• _Required action_: Output all of the data below without changing a word, and exclude the pictures.

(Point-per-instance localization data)
Content starts

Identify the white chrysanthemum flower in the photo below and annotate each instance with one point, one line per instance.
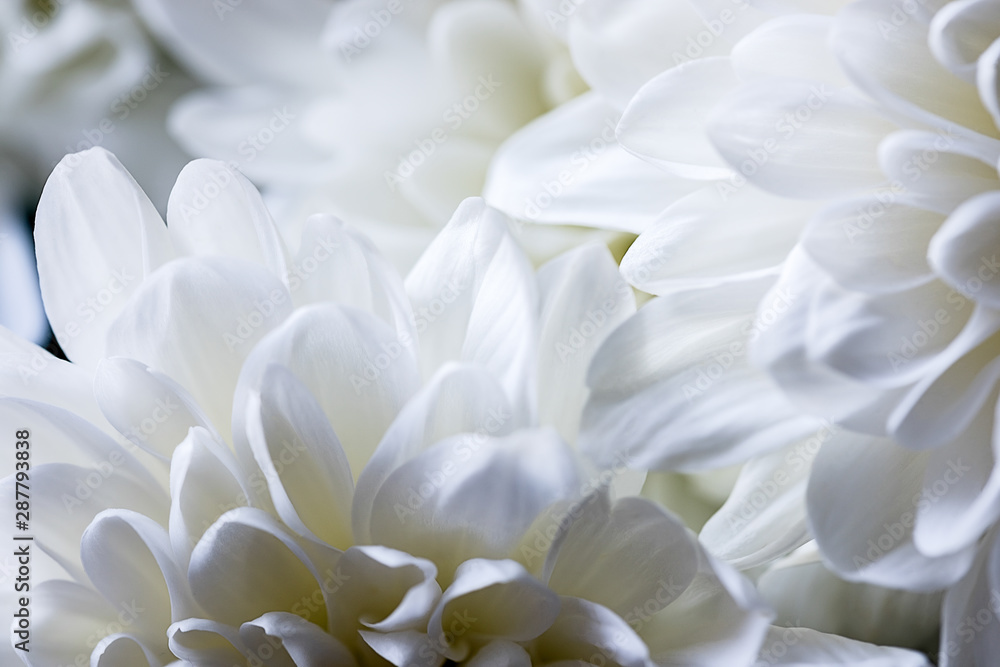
(412, 107)
(68, 71)
(265, 454)
(878, 128)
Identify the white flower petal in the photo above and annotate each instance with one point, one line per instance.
(215, 211)
(147, 407)
(198, 639)
(566, 167)
(588, 632)
(500, 653)
(76, 472)
(295, 639)
(129, 559)
(408, 648)
(30, 372)
(124, 650)
(491, 599)
(964, 251)
(765, 514)
(863, 495)
(196, 321)
(483, 41)
(305, 466)
(671, 135)
(256, 40)
(233, 568)
(336, 262)
(205, 483)
(617, 46)
(458, 399)
(804, 647)
(945, 401)
(771, 130)
(816, 389)
(66, 614)
(475, 299)
(988, 81)
(717, 234)
(357, 368)
(583, 299)
(873, 56)
(937, 170)
(765, 51)
(961, 490)
(960, 32)
(383, 590)
(97, 237)
(472, 496)
(873, 245)
(805, 593)
(718, 620)
(257, 129)
(621, 556)
(886, 340)
(970, 634)
(671, 387)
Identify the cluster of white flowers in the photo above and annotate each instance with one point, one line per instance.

Content ends

• _Written response_:
Identify the white chrysanthemum flower in the photo below and annotate each instance with one point, one line per instance.
(412, 107)
(68, 71)
(265, 454)
(878, 128)
Identify the white flower petal in the photo above and annotate each instance with one point, one line per instance.
(215, 211)
(147, 407)
(198, 639)
(566, 167)
(588, 632)
(500, 653)
(76, 472)
(295, 639)
(129, 559)
(408, 648)
(30, 372)
(124, 650)
(491, 599)
(964, 251)
(765, 514)
(863, 495)
(196, 321)
(483, 41)
(305, 466)
(671, 135)
(256, 40)
(233, 568)
(336, 262)
(205, 483)
(617, 46)
(458, 399)
(804, 647)
(945, 401)
(771, 130)
(816, 389)
(66, 614)
(475, 299)
(988, 81)
(717, 234)
(357, 368)
(583, 299)
(873, 56)
(937, 170)
(765, 51)
(961, 490)
(960, 32)
(383, 590)
(97, 237)
(472, 496)
(873, 245)
(805, 593)
(718, 620)
(257, 129)
(621, 556)
(886, 340)
(970, 634)
(671, 387)
Identify the cluster of white flowers in the photo above and annotate each instance with one point, one line per instance.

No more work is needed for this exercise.